═══ Task input ═══

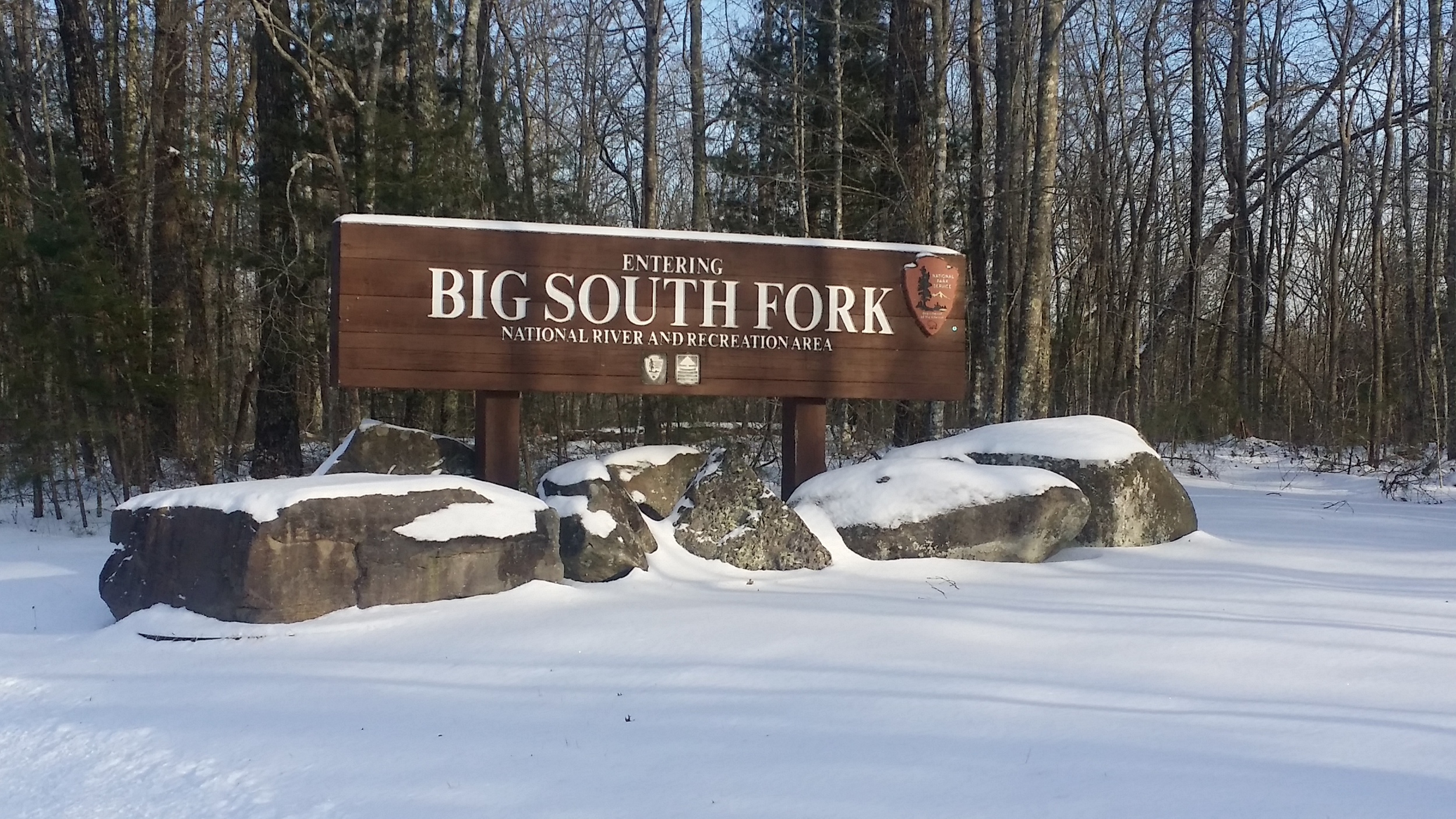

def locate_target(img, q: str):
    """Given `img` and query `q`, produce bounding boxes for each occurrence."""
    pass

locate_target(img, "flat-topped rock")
[676,446,832,570]
[536,458,657,583]
[789,458,1088,563]
[101,475,562,622]
[313,420,475,476]
[602,446,708,520]
[885,415,1199,546]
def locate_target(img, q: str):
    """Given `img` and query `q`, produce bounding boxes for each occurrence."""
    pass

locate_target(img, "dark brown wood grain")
[331,218,966,399]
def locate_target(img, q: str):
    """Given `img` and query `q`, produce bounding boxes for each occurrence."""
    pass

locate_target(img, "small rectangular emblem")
[673,352,702,386]
[642,352,667,384]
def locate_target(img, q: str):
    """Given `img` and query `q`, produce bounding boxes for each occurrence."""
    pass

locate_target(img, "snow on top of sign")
[789,458,1076,529]
[395,493,543,543]
[885,415,1158,464]
[546,496,617,538]
[337,213,961,256]
[116,472,546,526]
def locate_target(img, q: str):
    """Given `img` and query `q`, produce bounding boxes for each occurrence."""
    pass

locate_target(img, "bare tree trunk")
[1010,0,1066,418]
[966,0,992,414]
[1366,0,1405,467]
[687,0,708,230]
[250,0,303,478]
[642,0,663,229]
[833,0,844,239]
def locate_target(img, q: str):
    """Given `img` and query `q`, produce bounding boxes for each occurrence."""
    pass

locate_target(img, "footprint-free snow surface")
[0,446,1456,819]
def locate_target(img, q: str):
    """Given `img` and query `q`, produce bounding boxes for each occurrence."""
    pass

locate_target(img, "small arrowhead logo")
[906,256,961,335]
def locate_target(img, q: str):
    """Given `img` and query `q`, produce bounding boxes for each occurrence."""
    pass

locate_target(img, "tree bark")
[250,0,303,478]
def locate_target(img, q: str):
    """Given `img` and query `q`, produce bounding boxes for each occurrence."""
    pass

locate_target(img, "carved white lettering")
[577,273,622,323]
[622,276,661,326]
[491,270,530,322]
[430,267,465,319]
[865,287,896,327]
[826,284,859,332]
[542,273,577,323]
[664,275,698,326]
[704,278,738,328]
[783,283,824,332]
[753,281,783,329]
[471,270,489,319]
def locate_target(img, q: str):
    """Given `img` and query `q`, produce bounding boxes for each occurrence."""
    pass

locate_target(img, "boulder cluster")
[101,415,1199,622]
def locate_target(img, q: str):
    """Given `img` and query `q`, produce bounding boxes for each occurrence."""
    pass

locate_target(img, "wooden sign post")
[331,214,966,497]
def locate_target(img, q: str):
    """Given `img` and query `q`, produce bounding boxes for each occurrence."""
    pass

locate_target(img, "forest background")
[0,0,1456,501]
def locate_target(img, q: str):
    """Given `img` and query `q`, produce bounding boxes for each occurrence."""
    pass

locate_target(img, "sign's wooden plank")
[331,217,966,399]
[335,370,949,401]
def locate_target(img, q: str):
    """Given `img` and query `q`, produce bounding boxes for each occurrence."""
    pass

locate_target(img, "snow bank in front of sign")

═══

▶ [What the task requires]: Render each line from the start of the rows through the line containing "[642,352,667,384]" as a Markdown table with the columns Number and Line. Skip blank lines and leave the pictures out.

▶ [Solution below]:
| Number | Line |
|---|---|
| 1 | def locate_target(img, q: str): |
| 2 |     """Given `img` and query `q`, produce bounding boxes for each occurrence.""" |
| 3 |     pass |
| 4 | locate_target(img, "flat-topped rock") |
| 5 | [676,446,832,570] |
| 6 | [536,458,657,583] |
| 7 | [789,458,1088,563] |
| 8 | [101,475,562,622] |
| 9 | [313,420,475,476] |
| 10 | [602,446,708,520] |
| 11 | [885,415,1199,546] |
| 12 | def locate_target(img, q: str): |
| 13 |     """Given `img` and query `q`, produce bounding boxes for each occurrence.""" |
| 14 |     pass |
| 15 | locate_target(img, "dark brown wood grain") |
| 16 | [331,218,966,399] |
| 17 | def locate_target(img, q: str): |
| 18 |     """Given `img` and query `q`, produce bounding boxes for each occurrence.""" |
| 19 |     pass |
| 20 | locate_target(img, "small rectangular emblem") |
| 21 | [673,352,702,386] |
| 22 | [642,352,667,384] |